** Entries **
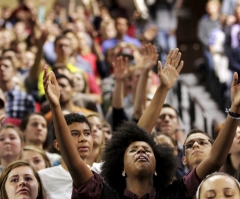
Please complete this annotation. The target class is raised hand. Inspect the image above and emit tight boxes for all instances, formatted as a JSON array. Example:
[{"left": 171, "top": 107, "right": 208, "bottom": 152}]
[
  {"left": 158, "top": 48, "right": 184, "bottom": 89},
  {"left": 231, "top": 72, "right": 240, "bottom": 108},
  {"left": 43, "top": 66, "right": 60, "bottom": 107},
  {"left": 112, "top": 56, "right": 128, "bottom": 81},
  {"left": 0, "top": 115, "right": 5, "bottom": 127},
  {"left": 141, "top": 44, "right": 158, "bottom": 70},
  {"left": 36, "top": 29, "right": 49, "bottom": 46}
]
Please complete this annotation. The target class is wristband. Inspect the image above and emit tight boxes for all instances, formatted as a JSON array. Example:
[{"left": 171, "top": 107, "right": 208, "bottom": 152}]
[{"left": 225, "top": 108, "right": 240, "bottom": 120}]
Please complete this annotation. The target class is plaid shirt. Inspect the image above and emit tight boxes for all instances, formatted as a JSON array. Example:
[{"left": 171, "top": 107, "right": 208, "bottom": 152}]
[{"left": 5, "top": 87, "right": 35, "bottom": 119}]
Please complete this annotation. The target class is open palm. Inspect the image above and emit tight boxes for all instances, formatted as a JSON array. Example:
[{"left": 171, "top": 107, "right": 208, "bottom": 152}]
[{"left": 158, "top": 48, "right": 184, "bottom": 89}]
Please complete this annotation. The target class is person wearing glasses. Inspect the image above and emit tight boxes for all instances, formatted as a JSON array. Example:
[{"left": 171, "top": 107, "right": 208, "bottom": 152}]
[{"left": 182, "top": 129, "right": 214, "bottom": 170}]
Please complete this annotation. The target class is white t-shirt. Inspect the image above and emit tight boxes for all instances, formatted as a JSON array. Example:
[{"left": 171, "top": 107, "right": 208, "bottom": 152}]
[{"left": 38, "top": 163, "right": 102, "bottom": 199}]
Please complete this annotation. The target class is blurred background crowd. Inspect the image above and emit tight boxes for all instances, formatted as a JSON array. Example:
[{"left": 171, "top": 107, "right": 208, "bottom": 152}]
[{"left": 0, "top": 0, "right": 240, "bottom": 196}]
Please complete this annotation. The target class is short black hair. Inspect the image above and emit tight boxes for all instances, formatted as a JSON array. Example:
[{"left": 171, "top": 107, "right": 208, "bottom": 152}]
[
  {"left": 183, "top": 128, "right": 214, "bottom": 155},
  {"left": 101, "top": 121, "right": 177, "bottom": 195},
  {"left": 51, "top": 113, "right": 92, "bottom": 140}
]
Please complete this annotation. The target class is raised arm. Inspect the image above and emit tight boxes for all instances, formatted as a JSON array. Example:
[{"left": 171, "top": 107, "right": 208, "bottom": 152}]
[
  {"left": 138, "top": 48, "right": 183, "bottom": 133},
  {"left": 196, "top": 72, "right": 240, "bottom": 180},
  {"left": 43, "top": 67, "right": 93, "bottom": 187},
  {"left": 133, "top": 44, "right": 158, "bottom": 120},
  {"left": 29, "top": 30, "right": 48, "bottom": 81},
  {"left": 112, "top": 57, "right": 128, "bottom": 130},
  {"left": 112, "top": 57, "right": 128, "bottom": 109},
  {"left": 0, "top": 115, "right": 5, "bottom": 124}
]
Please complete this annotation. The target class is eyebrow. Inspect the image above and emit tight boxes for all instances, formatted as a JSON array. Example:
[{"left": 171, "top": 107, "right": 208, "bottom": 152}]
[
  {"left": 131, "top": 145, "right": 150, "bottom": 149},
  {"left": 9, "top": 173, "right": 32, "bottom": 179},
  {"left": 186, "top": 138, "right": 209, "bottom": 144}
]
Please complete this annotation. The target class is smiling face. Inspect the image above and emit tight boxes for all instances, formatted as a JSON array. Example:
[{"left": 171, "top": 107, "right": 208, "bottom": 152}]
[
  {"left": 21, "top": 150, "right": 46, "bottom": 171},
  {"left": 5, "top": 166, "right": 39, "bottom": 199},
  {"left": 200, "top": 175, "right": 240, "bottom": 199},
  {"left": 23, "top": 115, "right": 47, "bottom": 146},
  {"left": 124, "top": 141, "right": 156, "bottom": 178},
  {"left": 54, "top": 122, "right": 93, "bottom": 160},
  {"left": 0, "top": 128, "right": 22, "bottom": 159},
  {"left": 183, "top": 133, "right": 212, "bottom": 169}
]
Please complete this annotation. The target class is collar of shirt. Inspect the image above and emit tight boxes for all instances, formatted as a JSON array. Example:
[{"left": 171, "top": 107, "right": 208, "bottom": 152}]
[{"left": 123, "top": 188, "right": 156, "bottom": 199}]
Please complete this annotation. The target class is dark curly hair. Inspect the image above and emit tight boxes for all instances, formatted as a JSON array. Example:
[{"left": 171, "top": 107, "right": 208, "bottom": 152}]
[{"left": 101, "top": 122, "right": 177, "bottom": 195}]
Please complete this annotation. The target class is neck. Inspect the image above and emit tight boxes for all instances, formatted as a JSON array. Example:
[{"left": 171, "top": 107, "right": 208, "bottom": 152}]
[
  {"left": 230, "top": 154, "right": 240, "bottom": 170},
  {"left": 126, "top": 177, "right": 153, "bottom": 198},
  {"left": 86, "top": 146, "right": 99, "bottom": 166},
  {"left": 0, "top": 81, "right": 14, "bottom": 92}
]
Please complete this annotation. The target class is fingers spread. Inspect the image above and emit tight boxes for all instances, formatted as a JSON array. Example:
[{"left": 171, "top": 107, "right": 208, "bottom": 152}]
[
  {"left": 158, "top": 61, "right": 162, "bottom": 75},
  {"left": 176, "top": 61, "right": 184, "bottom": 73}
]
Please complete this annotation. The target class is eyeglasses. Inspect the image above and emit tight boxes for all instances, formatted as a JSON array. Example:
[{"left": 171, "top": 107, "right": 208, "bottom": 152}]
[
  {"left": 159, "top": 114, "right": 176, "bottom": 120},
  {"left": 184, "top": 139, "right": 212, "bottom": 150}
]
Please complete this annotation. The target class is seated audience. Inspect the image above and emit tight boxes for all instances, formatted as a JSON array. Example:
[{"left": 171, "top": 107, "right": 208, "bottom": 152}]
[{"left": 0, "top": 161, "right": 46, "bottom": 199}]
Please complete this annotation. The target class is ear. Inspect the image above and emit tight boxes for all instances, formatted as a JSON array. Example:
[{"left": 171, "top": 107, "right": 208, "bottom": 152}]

** Brief **
Return every line of the material above that contains the word "raised".

** Right answer **
Please complete this annotation. The target class is raised hand. Inspect the image above and emit tight boxes for all instances, formatted as a JSON array. Example:
Please complete this annotation. The target class is raised arm. Inspect the image above and emit tight boxes for all instances, formatted as a JSON array. Example:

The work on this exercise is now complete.